Please copy the rows verbatim, from the line with "mark every man" up to and including the line with "131, 142, 165, 192", and give only those lines.
╭─ Listed entries
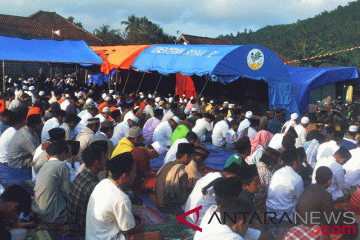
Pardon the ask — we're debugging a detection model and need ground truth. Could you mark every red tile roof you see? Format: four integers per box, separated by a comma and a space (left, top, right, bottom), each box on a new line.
0, 11, 104, 45
176, 34, 232, 45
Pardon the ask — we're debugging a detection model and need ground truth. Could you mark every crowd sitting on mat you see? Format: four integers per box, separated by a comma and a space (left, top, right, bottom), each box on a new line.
0, 79, 360, 240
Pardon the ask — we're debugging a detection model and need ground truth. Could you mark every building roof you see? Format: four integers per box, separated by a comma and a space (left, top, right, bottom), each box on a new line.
176, 34, 232, 45
0, 11, 104, 45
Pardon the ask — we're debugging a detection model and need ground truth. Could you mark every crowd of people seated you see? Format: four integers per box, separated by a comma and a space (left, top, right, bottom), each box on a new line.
0, 75, 360, 240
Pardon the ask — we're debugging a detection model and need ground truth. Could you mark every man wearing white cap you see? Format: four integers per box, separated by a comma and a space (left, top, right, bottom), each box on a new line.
95, 107, 111, 123
162, 103, 178, 122
294, 117, 310, 148
153, 117, 180, 149
236, 111, 253, 137
343, 138, 360, 188
281, 113, 299, 133
340, 125, 359, 151
110, 115, 139, 147
131, 142, 165, 192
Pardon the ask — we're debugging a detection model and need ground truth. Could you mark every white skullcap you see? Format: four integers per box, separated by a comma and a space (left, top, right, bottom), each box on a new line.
172, 116, 180, 125
301, 117, 310, 124
86, 98, 94, 105
150, 141, 165, 155
245, 111, 252, 118
349, 125, 359, 132
291, 113, 299, 120
129, 115, 139, 123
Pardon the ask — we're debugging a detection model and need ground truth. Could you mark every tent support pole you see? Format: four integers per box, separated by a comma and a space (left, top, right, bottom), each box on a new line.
85, 69, 87, 85
123, 69, 131, 93
3, 60, 5, 93
194, 80, 209, 106
136, 72, 146, 95
114, 69, 119, 92
153, 75, 162, 94
174, 75, 185, 97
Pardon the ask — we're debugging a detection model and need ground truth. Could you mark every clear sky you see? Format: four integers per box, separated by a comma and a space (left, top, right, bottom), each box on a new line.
0, 0, 351, 37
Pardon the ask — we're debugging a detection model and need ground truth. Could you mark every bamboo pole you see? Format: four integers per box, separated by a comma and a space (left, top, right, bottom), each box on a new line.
153, 75, 162, 94
123, 69, 131, 93
3, 60, 6, 93
135, 72, 146, 95
85, 69, 87, 85
174, 75, 185, 97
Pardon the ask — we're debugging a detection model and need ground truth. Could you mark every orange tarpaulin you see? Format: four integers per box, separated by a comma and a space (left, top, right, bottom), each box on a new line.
90, 45, 151, 74
175, 73, 196, 98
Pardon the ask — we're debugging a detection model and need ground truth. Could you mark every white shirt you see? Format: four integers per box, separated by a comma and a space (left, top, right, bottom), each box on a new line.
237, 118, 250, 134
248, 127, 257, 140
269, 133, 284, 151
123, 111, 135, 122
344, 147, 360, 188
162, 110, 175, 122
110, 121, 130, 146
41, 117, 60, 143
225, 128, 239, 150
60, 100, 70, 111
194, 205, 261, 240
164, 138, 189, 165
65, 159, 80, 182
294, 123, 307, 148
192, 118, 212, 142
316, 140, 340, 161
184, 172, 223, 226
86, 179, 135, 240
266, 166, 304, 218
95, 113, 106, 123
153, 122, 173, 148
312, 156, 347, 201
211, 120, 230, 147
0, 127, 17, 163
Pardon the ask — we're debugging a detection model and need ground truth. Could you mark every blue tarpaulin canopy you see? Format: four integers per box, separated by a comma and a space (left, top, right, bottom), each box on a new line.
287, 66, 359, 114
132, 45, 298, 119
0, 37, 103, 64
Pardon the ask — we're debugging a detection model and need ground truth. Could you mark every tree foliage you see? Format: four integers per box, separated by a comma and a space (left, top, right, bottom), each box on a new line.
121, 14, 176, 44
93, 25, 124, 46
67, 16, 83, 28
218, 0, 360, 67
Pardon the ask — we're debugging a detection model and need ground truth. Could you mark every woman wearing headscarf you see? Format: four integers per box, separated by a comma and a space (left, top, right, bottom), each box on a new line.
246, 130, 273, 165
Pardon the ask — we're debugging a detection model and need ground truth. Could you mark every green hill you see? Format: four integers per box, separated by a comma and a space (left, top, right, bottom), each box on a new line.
218, 0, 360, 68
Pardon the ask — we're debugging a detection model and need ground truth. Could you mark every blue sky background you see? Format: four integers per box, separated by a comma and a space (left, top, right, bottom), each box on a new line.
0, 0, 351, 37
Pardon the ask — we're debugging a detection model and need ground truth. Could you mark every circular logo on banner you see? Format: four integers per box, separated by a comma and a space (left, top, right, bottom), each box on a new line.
╰─
- Finished answer:
Pardon the ask — we're debugging a detection model and need ground truth. Could you mark every man wearing white cap you see? Format: four integers per box, separated by a comma and a space (left, top, right, bottom), each box on a new line.
95, 107, 111, 123
162, 103, 178, 122
294, 117, 310, 148
153, 117, 180, 149
236, 111, 253, 137
343, 138, 360, 188
281, 113, 299, 133
340, 125, 359, 151
110, 115, 139, 147
131, 142, 165, 192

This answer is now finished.